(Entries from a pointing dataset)
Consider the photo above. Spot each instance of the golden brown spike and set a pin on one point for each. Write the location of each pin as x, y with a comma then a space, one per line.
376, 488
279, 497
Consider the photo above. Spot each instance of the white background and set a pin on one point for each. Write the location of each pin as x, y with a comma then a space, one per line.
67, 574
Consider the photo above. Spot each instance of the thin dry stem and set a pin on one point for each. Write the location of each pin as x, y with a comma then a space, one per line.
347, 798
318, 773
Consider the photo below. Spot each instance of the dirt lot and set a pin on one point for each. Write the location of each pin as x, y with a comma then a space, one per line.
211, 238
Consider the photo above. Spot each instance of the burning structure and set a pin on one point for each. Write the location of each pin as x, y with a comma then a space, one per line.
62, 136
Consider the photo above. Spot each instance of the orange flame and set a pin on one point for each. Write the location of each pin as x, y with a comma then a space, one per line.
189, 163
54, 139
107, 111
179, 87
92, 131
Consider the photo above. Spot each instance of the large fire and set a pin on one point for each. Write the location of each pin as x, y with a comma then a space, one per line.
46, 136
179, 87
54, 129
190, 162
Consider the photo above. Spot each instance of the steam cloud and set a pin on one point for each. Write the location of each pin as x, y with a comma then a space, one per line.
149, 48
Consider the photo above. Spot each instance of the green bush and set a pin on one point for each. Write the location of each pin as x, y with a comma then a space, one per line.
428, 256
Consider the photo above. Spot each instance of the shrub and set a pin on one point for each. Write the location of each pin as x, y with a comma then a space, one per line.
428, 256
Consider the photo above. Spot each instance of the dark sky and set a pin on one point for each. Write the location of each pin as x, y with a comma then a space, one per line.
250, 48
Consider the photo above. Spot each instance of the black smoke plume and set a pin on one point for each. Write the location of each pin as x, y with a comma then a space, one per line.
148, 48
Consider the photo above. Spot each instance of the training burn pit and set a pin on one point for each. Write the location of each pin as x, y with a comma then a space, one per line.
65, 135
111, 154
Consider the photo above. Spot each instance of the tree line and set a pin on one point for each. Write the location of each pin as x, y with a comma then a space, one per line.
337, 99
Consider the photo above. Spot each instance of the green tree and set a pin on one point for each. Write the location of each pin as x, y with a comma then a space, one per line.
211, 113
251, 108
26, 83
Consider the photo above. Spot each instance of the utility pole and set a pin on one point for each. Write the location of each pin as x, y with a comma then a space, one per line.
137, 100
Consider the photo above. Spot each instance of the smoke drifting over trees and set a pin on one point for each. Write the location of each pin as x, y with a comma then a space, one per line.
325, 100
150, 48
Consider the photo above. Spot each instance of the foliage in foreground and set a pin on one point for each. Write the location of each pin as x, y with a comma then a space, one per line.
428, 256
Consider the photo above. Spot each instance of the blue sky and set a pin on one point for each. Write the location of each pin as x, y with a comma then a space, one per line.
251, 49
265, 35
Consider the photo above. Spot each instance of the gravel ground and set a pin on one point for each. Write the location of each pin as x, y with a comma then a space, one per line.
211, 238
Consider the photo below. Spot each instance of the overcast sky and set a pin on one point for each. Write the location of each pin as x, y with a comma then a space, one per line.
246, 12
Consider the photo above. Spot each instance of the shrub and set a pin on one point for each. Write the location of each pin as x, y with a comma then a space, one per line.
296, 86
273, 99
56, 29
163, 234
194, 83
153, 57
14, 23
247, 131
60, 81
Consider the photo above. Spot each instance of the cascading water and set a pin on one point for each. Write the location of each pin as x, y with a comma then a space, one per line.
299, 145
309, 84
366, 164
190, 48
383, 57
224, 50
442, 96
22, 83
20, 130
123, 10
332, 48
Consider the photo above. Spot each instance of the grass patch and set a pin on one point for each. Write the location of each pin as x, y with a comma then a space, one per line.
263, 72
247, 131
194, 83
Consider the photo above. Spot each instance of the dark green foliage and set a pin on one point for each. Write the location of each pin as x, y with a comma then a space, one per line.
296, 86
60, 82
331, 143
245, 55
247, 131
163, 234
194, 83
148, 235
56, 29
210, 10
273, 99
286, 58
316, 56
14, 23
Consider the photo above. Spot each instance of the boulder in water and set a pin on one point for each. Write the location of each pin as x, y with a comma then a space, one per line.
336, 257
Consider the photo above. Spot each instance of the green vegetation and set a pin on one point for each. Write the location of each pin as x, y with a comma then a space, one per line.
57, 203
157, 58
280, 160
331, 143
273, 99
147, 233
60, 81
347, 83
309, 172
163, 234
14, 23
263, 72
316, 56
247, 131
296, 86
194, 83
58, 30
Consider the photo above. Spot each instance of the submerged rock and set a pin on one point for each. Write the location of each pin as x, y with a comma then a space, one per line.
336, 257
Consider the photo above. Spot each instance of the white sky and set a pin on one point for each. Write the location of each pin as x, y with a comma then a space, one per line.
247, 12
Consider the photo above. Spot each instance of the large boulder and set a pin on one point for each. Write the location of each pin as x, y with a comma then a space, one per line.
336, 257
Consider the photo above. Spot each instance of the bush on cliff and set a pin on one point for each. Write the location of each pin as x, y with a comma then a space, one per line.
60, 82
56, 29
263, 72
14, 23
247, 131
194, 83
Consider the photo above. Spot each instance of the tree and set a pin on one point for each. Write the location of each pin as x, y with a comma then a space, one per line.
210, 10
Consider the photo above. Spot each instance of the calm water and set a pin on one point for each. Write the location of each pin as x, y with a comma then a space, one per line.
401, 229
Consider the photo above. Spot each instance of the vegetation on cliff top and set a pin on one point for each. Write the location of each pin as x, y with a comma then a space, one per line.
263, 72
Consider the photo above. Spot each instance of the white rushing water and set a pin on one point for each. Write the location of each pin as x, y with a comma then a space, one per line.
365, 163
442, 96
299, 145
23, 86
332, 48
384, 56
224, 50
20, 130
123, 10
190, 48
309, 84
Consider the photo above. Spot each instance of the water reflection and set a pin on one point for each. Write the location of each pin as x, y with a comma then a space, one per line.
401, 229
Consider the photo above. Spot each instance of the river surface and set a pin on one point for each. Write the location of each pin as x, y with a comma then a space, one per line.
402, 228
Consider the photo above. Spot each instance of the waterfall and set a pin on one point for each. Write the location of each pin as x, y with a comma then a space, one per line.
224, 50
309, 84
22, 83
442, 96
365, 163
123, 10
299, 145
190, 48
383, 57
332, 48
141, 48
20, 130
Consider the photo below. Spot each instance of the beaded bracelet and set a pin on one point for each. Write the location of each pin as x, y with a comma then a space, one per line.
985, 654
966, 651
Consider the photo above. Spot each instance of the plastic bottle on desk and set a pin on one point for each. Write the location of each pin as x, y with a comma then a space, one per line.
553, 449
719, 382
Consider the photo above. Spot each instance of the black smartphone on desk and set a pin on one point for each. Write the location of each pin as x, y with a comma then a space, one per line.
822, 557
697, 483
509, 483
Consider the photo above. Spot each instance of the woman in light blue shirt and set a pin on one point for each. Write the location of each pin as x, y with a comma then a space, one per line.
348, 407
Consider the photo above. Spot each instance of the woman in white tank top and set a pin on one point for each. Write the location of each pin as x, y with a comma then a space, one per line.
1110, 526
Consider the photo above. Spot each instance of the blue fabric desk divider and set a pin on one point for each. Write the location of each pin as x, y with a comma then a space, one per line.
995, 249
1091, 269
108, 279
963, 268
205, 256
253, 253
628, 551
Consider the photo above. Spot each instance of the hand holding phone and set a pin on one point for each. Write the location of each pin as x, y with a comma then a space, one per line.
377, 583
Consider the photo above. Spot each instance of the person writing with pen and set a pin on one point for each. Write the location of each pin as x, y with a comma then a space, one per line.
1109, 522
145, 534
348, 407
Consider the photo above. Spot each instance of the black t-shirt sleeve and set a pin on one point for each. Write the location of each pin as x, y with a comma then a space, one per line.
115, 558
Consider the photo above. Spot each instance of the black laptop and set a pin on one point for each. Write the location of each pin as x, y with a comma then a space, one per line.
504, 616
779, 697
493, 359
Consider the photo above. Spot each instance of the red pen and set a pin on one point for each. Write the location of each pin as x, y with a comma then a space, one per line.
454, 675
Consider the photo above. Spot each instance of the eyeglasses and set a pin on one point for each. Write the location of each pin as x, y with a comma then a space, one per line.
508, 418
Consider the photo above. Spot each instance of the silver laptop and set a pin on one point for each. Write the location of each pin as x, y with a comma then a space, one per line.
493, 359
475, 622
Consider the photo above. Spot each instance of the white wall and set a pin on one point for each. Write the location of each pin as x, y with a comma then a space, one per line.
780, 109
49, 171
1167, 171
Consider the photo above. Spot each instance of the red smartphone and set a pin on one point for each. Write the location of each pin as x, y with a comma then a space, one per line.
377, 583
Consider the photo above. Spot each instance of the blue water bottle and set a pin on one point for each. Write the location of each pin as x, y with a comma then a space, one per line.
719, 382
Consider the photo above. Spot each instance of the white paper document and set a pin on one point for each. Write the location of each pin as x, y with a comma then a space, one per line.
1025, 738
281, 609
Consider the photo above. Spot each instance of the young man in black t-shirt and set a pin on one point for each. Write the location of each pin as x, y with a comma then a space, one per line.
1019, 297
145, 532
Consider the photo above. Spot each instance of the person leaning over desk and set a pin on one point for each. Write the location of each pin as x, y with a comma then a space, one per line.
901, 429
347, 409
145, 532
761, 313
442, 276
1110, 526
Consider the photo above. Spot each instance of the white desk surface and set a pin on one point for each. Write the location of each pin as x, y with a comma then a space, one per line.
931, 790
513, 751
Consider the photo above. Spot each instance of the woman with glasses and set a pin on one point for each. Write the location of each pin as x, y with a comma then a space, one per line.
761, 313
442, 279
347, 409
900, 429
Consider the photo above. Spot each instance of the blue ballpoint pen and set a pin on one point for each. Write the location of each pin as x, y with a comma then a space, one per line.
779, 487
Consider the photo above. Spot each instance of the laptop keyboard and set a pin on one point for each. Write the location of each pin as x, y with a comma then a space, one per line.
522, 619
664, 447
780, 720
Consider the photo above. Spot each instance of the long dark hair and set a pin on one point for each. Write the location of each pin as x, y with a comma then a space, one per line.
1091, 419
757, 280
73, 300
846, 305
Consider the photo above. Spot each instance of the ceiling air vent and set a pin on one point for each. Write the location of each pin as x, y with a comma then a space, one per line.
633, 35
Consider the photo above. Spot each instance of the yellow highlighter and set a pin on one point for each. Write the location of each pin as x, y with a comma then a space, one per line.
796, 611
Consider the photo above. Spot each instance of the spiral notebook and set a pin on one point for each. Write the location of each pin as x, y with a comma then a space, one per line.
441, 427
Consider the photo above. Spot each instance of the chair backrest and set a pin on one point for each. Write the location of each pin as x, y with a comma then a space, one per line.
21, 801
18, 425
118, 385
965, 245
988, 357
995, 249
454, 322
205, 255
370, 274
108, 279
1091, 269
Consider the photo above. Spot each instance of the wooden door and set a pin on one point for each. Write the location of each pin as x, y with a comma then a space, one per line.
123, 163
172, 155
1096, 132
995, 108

_TASK STATEMENT_: Quote verbatim the line containing "Consider the photo above. Spot each instance of the ceiling" and every line after it through the end of the records above.

_PROBLEM SOLUTION_:
Consider the photo above. Spot each instance of the ceiling air vent and set a pin on one point for each. Write the location of each pin as x, y with a comma then a space, one per line.
633, 35
Consider the photo above. Spot each instance of the yellow highlighter and set a pin on one point for each. Write the location of each pin as x, y with a comma then a space, one per line.
796, 611
Consider the photo above. Spot each instance of the spiral notebook and set a pin on one point for each. Write the location of each pin as x, y with a comma then a space, one per line.
441, 427
Consider the photo above. Spot each instance of the chair backrest and set a pin on one point for each. Write the location of each pin as x, y with a comma then a space, one per line.
21, 801
18, 425
118, 385
965, 245
988, 357
995, 249
454, 322
205, 255
370, 274
108, 279
1091, 269
Consider the photo above. Spot each instance of the wooden door and set a pin on one point for each. Write the location of each pin as x, y with a comma then a space, one per line.
123, 163
172, 155
1096, 132
995, 108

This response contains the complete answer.